▶ [Job 1]:
Present as a Markdown table, with columns headed Row and Line, the lines of the records from the one containing "Target: white wall" through the end of the records, inclusive, omitting any blank lines.

▶ [Article]:
Nearly 1.3 million Americans have died in the nation’s wars. That is one soldier for every hundred families living today. One soldier for every 270 of us has died somewhere between the shot heard round the world’ fired at Lexington and the shots being fired now as you read this on some dusty patch of rock in Kandahar. We all bear the terrible burden of their sacrifice. And the greater burden to make that sacrifice meaningful.
Some wars that are remembered and some wars that are forgotten. And it matters least whether they died standing watch on a lonely frontier with a handful of others in a clash barely dignified with a proper name or in one of the great kettles of war in which men boiled and of which songs are sung, novels written and movies filmed. Up close there is no story but that of the fight itself. The dirt, the sand and the waves. The rush of wind, the sound of a bullet and the long fall from life to death. And from beyond there is nothing but the immemorial sacrifices of those who give their lives so that the nation may live.

▶ [Stored records]:
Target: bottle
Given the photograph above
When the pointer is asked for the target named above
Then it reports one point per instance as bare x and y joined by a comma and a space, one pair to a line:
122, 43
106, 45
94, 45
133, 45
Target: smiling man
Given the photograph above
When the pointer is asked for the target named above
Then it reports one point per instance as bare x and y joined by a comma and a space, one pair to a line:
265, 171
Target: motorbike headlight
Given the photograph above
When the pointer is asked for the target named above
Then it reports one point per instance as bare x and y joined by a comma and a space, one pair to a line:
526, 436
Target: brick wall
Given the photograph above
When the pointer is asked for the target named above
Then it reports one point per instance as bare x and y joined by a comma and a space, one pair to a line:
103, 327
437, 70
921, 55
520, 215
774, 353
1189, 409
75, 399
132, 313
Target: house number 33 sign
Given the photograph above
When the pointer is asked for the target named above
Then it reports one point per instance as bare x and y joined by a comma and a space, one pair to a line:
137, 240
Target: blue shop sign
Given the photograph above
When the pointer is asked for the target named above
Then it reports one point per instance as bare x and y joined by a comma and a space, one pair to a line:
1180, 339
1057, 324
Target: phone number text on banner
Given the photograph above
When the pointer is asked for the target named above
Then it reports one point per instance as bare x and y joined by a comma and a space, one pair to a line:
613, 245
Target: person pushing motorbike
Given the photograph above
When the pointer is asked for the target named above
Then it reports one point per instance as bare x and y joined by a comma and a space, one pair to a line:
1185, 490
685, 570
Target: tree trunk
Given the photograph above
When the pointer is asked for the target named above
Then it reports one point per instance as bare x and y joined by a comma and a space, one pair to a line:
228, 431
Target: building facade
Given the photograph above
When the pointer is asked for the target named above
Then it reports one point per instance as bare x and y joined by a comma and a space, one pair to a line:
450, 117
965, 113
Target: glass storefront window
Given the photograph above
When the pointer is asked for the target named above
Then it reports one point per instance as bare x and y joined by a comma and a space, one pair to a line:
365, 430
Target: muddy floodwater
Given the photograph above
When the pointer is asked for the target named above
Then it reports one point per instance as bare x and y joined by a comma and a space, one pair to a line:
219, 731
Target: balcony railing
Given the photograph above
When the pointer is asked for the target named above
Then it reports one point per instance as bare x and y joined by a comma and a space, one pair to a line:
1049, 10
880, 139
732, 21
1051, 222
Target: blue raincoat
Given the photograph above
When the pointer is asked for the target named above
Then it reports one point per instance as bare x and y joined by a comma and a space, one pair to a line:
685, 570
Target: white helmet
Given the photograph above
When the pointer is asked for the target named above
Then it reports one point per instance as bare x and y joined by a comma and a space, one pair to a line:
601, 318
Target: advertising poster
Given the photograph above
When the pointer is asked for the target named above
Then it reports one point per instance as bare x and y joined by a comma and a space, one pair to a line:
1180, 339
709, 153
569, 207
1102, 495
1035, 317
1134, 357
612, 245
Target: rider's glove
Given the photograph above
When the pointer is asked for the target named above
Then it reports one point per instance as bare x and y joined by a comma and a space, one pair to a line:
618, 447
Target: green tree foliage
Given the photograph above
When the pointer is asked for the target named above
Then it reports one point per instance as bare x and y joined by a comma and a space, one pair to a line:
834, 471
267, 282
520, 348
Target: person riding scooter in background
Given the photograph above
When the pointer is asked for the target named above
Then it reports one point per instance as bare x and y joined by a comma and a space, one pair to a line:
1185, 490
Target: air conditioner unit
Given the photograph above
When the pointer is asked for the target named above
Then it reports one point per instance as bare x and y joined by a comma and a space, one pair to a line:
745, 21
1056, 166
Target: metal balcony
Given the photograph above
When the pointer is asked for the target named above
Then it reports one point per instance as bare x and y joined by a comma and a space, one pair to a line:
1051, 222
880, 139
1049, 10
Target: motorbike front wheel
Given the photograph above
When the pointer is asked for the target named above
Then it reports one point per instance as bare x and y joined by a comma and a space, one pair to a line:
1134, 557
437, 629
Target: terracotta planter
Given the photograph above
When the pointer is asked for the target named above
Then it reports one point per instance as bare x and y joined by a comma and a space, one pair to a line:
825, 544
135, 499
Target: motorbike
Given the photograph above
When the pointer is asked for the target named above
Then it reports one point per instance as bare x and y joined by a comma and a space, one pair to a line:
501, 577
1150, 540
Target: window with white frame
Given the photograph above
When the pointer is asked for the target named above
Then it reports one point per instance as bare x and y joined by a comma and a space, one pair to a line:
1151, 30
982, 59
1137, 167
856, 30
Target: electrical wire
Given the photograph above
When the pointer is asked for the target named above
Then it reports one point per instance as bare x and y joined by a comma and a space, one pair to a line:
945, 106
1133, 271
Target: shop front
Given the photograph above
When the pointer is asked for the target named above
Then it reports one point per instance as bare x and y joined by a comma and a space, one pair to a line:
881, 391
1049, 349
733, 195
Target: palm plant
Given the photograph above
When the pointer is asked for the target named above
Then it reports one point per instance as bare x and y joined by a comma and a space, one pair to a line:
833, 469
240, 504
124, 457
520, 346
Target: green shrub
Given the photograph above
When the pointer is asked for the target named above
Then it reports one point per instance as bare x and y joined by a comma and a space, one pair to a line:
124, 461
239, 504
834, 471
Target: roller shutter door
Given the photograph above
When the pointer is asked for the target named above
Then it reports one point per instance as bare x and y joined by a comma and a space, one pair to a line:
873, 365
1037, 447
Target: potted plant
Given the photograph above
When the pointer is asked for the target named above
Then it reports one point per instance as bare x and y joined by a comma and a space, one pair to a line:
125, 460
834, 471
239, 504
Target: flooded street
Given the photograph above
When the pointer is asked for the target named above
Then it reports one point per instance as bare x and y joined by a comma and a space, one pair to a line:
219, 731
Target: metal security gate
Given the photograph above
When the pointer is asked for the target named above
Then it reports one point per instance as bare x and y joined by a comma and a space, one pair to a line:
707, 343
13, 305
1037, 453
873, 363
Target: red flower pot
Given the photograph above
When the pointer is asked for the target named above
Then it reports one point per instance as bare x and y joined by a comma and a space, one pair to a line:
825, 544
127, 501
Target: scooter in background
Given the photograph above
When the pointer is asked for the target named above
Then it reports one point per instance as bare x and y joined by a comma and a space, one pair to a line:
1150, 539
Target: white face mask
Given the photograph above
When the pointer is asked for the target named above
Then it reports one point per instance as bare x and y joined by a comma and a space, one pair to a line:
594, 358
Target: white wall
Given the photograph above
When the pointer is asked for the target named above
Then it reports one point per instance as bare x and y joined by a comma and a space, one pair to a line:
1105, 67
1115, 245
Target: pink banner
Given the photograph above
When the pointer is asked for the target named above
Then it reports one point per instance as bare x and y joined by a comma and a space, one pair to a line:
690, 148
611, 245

▶ [Job 2]:
Continue the essay on America's war dead from its final sentence.

▶ [Response 1]:
| Row | Line |
|---|---|
| 1 | Target: white wall |
| 2 | Given the photograph above |
| 3 | When the pointer is asked for the target named above |
| 4 | Then it reports one point per instance as bare x and y joined by a comma and a space, one pair to a line: |
| 5 | 1105, 67 |
| 6 | 1115, 245 |
| 7 | Target: pink banner |
| 8 | Given the photograph above |
| 9 | When the pointer is asked for the target named above |
| 10 | Then it reports one point per instance as bare x and y joined by a comma and a space, one pair to a line: |
| 11 | 690, 148 |
| 12 | 611, 245 |

▶ [Response 2]:
By the time Memorial Day or Decoration Day came into being, men had been going off to war for centuries to protect the colonies and then the republic. They had done such an excellent job of it that by the time a day to remember the fallen was set aside, pacifism had come to seem like a realistic philosophy. And that too is the price of service. To do your job so well that future generations no longer appreciate that the job had to be done at all. That those who inherited the security of their sacrifices threw dirt into the faces of those who died for them.
The philosophers of peace begin by demonizing war and end by demonizing soldiers. If war is something unnatural, then it stands to reason that the soldier is an unnatural creature. Get rid of the soldier and we get rid of the wars. The attitude is older than Vietnam. Older than human history. That uncomfortable relationship between the farmer and the hunter. The gatherer and the warrior. And while soldiers dig in beneath the howling wind, the philosophers build their airy castles. The academic fancies himself more moral than the soldier for he knows that war is a senseless and unnecessary thing. The soldier knows that war is senseless, and yet so horribly necessary.
“For it’s Tommy this, an’ Tommy that, an ‘ “Chuck him out, the brute!” But it’s “Saviour of ‘is country,” when the guns begin to shoot;” wrote Kipling. And so it has been on this side of the ocean.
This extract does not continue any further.